** BEGIN Items **
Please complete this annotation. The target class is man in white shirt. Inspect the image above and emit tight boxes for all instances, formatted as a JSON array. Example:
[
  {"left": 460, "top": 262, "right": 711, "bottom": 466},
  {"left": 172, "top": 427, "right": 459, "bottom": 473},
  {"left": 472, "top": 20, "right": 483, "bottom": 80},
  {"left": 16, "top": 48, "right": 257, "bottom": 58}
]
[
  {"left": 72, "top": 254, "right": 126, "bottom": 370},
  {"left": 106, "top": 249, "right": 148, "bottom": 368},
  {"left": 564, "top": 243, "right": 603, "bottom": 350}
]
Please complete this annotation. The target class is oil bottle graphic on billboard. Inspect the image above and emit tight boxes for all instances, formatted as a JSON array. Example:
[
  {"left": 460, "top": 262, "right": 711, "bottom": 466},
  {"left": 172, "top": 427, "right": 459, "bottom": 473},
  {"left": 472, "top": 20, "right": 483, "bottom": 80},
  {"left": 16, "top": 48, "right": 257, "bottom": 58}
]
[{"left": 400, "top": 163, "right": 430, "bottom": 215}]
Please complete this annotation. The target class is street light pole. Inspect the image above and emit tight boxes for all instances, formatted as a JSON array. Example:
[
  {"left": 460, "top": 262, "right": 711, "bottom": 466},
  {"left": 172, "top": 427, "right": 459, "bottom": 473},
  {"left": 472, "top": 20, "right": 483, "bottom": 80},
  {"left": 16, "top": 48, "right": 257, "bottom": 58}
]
** END Items **
What you will do >>
Rewrite the items above, replacing each "target class" with "object category" and keeping everything else the same.

Written response >>
Please complete this annotation. The object category is man in white shirt. Inspect the image above and emit tight boxes for all instances, formatted as a JSON array. Example:
[
  {"left": 460, "top": 262, "right": 711, "bottom": 466},
  {"left": 172, "top": 427, "right": 459, "bottom": 473},
  {"left": 472, "top": 20, "right": 483, "bottom": 80},
  {"left": 16, "top": 48, "right": 257, "bottom": 58}
]
[
  {"left": 72, "top": 254, "right": 126, "bottom": 370},
  {"left": 106, "top": 249, "right": 148, "bottom": 368},
  {"left": 564, "top": 243, "right": 603, "bottom": 350}
]
Please complete this annotation. The object category is oil bottle graphic on billboard. Inspect the image above and emit tight boxes for all instances, formatted as a JSON array. Example:
[
  {"left": 460, "top": 262, "right": 711, "bottom": 466},
  {"left": 172, "top": 427, "right": 459, "bottom": 473},
  {"left": 472, "top": 20, "right": 483, "bottom": 80},
  {"left": 16, "top": 48, "right": 257, "bottom": 58}
]
[{"left": 400, "top": 163, "right": 430, "bottom": 215}]
Please complete this annotation. The object category is street light pole. Inspect the image above and emit tight boxes for all instances, formatted as a JSON array. Example:
[
  {"left": 460, "top": 262, "right": 711, "bottom": 466},
  {"left": 172, "top": 427, "right": 459, "bottom": 473},
  {"left": 472, "top": 20, "right": 483, "bottom": 80},
  {"left": 16, "top": 48, "right": 257, "bottom": 58}
]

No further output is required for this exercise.